- WRITTEN INSTRUCTION -
Can you give all the records again without altering a single character?

▬▬▬

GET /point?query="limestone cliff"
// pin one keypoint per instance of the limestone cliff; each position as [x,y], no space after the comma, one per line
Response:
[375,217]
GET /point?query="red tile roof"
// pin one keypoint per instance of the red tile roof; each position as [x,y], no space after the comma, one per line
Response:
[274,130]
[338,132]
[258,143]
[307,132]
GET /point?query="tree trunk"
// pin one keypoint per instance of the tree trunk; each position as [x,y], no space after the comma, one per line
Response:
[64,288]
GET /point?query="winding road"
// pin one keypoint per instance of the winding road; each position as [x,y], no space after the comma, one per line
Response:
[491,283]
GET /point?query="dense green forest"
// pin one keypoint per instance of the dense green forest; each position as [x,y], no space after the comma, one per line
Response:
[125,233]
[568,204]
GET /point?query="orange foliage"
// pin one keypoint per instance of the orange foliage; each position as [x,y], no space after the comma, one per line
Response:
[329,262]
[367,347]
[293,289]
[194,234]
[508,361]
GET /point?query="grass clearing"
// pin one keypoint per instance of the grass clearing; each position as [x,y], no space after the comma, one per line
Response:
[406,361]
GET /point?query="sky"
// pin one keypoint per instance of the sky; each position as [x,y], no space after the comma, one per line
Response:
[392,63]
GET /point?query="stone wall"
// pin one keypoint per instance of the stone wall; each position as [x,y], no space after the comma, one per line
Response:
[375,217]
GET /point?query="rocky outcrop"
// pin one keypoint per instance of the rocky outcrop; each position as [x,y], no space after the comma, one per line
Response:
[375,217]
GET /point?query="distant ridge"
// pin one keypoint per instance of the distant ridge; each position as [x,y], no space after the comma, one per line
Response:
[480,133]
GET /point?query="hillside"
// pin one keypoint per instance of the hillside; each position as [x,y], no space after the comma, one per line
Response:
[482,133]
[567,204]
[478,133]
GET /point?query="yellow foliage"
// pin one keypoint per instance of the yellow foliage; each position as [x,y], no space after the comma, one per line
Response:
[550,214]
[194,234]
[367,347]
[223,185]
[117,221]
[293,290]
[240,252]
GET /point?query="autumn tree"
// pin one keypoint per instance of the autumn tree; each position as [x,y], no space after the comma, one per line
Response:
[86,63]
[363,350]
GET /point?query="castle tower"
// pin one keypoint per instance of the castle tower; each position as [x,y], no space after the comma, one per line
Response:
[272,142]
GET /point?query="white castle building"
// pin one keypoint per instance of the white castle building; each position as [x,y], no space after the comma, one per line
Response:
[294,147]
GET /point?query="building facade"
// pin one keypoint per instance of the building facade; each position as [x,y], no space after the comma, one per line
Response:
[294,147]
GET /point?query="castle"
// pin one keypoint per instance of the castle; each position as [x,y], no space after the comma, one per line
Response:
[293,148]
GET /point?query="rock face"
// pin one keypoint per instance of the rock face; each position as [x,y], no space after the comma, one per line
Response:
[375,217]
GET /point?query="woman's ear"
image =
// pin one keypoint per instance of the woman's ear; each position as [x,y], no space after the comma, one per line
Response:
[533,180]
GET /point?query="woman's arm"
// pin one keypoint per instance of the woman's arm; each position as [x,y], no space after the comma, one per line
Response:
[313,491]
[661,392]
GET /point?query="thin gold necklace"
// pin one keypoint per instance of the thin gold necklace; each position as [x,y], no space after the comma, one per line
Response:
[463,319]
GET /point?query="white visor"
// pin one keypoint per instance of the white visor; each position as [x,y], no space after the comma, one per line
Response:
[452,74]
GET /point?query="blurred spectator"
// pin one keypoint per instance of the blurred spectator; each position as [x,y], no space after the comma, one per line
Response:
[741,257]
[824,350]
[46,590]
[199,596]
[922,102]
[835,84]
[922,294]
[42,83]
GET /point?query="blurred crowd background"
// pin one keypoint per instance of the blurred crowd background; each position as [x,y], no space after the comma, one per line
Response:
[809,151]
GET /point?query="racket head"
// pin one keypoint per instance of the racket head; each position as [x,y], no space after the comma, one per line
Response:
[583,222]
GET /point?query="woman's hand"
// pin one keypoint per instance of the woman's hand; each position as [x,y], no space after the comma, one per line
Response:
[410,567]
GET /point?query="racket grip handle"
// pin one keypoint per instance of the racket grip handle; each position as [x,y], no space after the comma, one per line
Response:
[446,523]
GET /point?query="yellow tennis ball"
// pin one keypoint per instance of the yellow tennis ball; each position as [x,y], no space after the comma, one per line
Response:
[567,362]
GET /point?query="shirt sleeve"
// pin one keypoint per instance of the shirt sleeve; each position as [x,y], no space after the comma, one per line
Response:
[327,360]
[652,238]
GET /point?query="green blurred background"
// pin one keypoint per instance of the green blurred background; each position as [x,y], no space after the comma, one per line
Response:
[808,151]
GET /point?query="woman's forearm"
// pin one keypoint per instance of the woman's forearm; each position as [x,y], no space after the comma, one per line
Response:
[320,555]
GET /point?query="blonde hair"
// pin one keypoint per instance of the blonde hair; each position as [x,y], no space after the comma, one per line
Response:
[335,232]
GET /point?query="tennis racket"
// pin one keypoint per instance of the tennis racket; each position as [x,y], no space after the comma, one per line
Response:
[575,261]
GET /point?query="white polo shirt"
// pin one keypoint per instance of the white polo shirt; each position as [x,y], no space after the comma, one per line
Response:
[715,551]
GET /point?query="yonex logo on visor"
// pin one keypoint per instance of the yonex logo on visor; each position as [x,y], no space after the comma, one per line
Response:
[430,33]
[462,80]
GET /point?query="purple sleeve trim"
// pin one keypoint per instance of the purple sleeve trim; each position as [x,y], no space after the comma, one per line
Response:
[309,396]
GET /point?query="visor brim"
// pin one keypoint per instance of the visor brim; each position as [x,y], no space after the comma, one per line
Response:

▬▬▬

- FINAL RESULT -
GET /point?query="limestone cliff"
// pin one keypoint per instance of the limestone cliff; each position as [x,y], no space after the comma, one per line
Response:
[375,217]
GET /point?query="red tile roof"
// pin one keypoint per instance of the red tile roof; each position as [x,y], no space after the comma, one per line
Response:
[274,130]
[338,132]
[258,143]
[307,132]
GET /point?query="tree trunk"
// pin one keypoint per instance of the tree trunk; each position as [x,y], no space after the comma, one per line
Response:
[64,288]
GET /point?query="winding road"
// pin one keypoint per instance of the winding road; each position as [x,y], no space after the comma, one per line
Response:
[491,283]
GET /point?query="dense green forest"
// pin one keypoint per instance of the dense green forest; each position as [x,y], no space after the comma, one per line
Response:
[125,233]
[568,204]
GET /point?query="orange foliage"
// pin one keypoint per instance of the orange foliage; each position as [x,y], no space after the comma, one per line
Response:
[329,262]
[367,347]
[293,289]
[194,234]
[508,361]
GET /point?query="grass clearing"
// pin one keypoint per instance of the grass clearing; each position as [x,y], no space after the comma, one per line
Response:
[406,361]
GET /point?query="sky"
// pin one keypoint per instance of the sky; each position as [x,y], no space after the comma, one per line
Response:
[392,63]
GET /point?query="stone wall"
// pin one keypoint per instance of the stone wall; each position as [x,y], no space after the comma, one per line
Response:
[375,217]
GET /point?query="rocky outcrop"
// pin one keypoint per instance of the rocky outcrop; each position as [x,y], no space after the comma, one per line
Response:
[375,217]
GET /point?query="distant ridge"
// pin one keypoint per instance of the distant ridge; each position as [x,y], no space after the comma, one per line
Response:
[480,133]
GET /point?query="hillside"
// pin one keypoint per instance of the hillside; each position as [x,y], no space after the comma, one per line
Response:
[482,133]
[567,204]
[478,133]
GET /point?query="yellow foliage"
// pin one keypoint per instance of the yellow foliage; each position as [x,y], no space after the comma, one per line
Response:
[550,214]
[194,234]
[367,347]
[223,185]
[117,221]
[293,290]
[240,252]
GET /point?query="autumn tree"
// pin one keypoint per instance of the autumn tree; each position as [x,y], no space after the comma, one per line
Response:
[86,63]
[363,350]
GET /point?query="castle tower"
// pin one keypoint per instance of the castle tower; each position as [x,y], no space after the comma, one per line
Response:
[272,142]
GET /point?query="white castle building"
// pin one keypoint per instance of the white castle building; each position as [x,y], no space after the comma, one per line
Response:
[294,147]
GET /point?query="building facade"
// pin one keypoint per instance of the building facade; each position as [x,y], no space after the comma, one per line
Response:
[294,147]
GET /point?query="castle"
// pin one keypoint per instance of the castle; each position as [x,y], no space after the comma, one per line
Response:
[293,148]
GET /point?query="rock face"
// pin one keypoint per instance of the rock face; each position as [x,y], no space after the comma, one per line
Response:
[375,217]
GET /point?query="woman's ear"
image =
// pin one keypoint per instance of the woman's ear; each position as [x,y], no space after the comma, one per line
Response:
[533,180]
GET /point?query="woman's arm"
// pin one keypoint per instance of the woman's arm; each position as [x,y], no space after the comma, one per line
Response:
[313,491]
[661,392]
GET /point?query="thin gold necklace"
// pin one keypoint per instance of the thin gold necklace; each position as [x,y], no space after the comma, one per line
Response:
[463,319]
GET /point?query="white visor"
// pin one keypoint per instance of the white visor; each position as [x,y], no space after the comma, one per line
Response:
[452,74]
GET /point?query="blurred spectator"
// pin one keypoint per instance of the blurred spectator; each position as [x,y], no space after the comma, one per line
Response:
[741,257]
[824,350]
[46,590]
[199,596]
[922,102]
[835,84]
[922,294]
[42,83]
GET /point?query="blurred crowd background"
// pin one keypoint per instance of the blurred crowd background; each position as [x,y], no space after the comma, one per line
Response:
[809,151]
GET /point?query="racket head"
// pin one keypoint per instance of the racket head; each position as [x,y], no space after the comma, one per line
Response:
[583,222]
GET /point?query="woman's hand"
// pin one keypoint per instance of the woman's hand; each position as [x,y], no space after the comma, one per line
Response:
[410,567]
GET /point?query="racket grip handle"
// pin one keypoint per instance of the racket grip handle; each position as [x,y], no space after the comma, one per line
Response:
[446,523]
GET /point?query="yellow tennis ball"
// pin one keypoint per instance of the yellow tennis ball; each position as [x,y], no space after the comma, one per line
Response:
[567,362]
GET /point?query="shirt sleeve"
// pin one keypoint per instance of the shirt sleeve; each position as [x,y], no space after the comma, one per line
Response:
[327,360]
[652,238]
GET /point?query="green blurred background"
// pin one keypoint per instance of the green blurred background; each position as [x,y], no space after the comma, one per line
Response:
[808,151]
GET /point?query="woman's forearm"
// pin one keypoint per instance of the woman's forearm; each position as [x,y], no space after the comma, one per line
Response:
[320,555]
GET /point?query="blonde hair"
// pin one keypoint per instance of the blonde hair; each position as [x,y], no space after the comma, one per line
Response:
[335,232]
GET /point?query="tennis racket"
// pin one keypoint per instance of the tennis racket; each position as [x,y], no space after the comma, one per line
Response:
[575,261]
GET /point?query="white polo shirt"
// pin one keypoint per instance of the white polo shirt; each position as [x,y], no space after the comma, one per line
Response:
[715,551]
GET /point?query="yonex logo on visor"
// pin one keypoint per instance of the yonex logo on visor; each position as [x,y], no space after the comma, one per line
Response:
[430,33]
[462,80]
GET /point?query="purple sleeve trim"
// pin one keypoint per instance of the purple sleeve trim; each position as [x,y], no space after the comma, one per line
Response:
[309,396]
GET /point?query="visor brim"
// pin one keypoint per instance of the visor brim; each position as [x,y], no space after the comma, one per line
Response:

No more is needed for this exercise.